%%

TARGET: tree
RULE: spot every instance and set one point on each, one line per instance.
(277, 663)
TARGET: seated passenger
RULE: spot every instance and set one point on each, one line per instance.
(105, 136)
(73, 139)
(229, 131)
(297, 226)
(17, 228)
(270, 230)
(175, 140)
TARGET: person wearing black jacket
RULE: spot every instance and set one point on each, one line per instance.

%%
%%

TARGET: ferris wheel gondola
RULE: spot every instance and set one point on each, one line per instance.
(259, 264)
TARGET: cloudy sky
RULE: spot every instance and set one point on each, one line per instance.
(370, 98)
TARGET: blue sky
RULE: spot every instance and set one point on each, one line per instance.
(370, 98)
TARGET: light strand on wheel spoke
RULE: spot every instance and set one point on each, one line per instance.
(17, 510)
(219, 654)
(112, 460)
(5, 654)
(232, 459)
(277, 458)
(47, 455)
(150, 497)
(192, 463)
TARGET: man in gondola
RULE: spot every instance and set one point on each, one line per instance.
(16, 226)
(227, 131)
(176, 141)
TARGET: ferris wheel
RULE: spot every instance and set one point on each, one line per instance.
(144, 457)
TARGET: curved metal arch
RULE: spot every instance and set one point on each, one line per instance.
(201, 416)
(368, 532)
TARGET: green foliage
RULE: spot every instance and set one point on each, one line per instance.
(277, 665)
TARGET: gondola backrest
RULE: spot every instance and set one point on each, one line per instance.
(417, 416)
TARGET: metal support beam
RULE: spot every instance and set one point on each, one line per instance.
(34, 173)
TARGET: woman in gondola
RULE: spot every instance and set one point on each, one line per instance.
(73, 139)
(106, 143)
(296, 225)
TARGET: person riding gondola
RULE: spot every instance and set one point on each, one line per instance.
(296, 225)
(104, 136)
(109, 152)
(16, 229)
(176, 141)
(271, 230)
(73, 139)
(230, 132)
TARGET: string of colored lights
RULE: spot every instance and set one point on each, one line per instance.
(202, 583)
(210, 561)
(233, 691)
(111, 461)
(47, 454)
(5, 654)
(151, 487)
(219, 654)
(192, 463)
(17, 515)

%%
%%

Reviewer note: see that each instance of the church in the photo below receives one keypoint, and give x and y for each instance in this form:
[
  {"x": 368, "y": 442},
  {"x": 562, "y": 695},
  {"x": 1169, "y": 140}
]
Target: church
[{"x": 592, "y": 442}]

%%

- **Task objective**:
Count all lines of the data that include "wheel". The answer is the number alone.

- **Reply**:
3